PROBLEMS TO WORK ON —
1. In the passage provided about reviving a neglected website, what conversion rate does the site have?
2. Carry on the discussion about reviving a neglected niche website from the point where it stops.

It's dropped off a lot in rankings and pretty much all articles that used to be in the top 10 are now on second page, and all articles that used to be top 5 are now in the lower top 10's.

Problem is it has really shitty content on most pages, word counts will go down when I clean it up, and there's A LOT of work to do with those articles. Titles not even updated to 2022 yet for example.

Can I revive it by removing "2020" in some URLs, cleaning up the content and adding new articles? The site has a 10% CVR which is 5x my other sites, I just haven't paid any thought space to it for over a year now and I'm seeing the effects...
 
So, this is why you need to focus on one site until you can hire an editor to update the content for you and keep the site up to date in the niche. SEO is not a set it and forget about it game, as your competitors are making content, updating their content, and building links. If you want to set it and forget it, you need to sell and get out, which is what most people on this forum do. Then their business is making sites, taking on the risk of a potentially failed site and loss of capital, and selling it. That's a different business than making business (ie a review publishing company) and running a business.

Anyways, to answer your question, if you do wish to revive this site and focus on it for €300/month, then do so. Otherwise, just focus on one site until you have enough cash flow to hire people to help you with it.
 
So, this is why you need to focus on one site until you can hire an editor to update the content for you and keep the site up to date in the niche. SEO is not a set it and forget about it game, as your competitors are making content, updating their content, and building links. If you want to set it and forget it, you need to sell and get out, which is what most people on this forum do. Then their business is making sites, taking on the risk of a potentially failed site and loss of capital, and selling it. That's a different business than making business (ie a review publishing company) and running a business.

GIVEN DATA —
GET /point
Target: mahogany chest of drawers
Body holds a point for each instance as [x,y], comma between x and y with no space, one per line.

SOLVED PROBLEMS —
1. It has a 10% conversion rate, five times that of the poster's other sites.

2.
Anyways, to answer your question, if you do wish to revive this site and focus on it for €300/month, then do so. Otherwise, just focus on one site until you have enough cash flow to hire people to help you with it.
I put it up for sale in January planning an exit. Then I only got a handful of offers, so I rejected it and thought I'd improve it and sell later. Well... 5 months later I didnt improve it at all, rankings dropped and now I found new article ideas for it.

I have people helping me but they focus on my big site. Maybe 300€/mo to you isn't much, but to me selling it for €10k is much.
 
I put it up for sale in January planning an exit. Then I only got a handful of offers, so I rejected it and thought I'd improve it and sell later. Well... 5 months later I didnt improve it at all, rankings dropped and now I found new article ideas for it.

I have people helping me but they focus on my big site. Maybe 300€/mo to you isn't much, but to me selling it for €10k is much.
If you can do that with your skills you can easily get a remote full time job for a US SEO firm or as an in house SEO that makes $60,000 or more. Then you can use the income to finance a bigger project. No need to bootstrap everything when you can get a ton of cash by just working a job in the meantime. Also it’s guaranteed income and not hypothetical income either.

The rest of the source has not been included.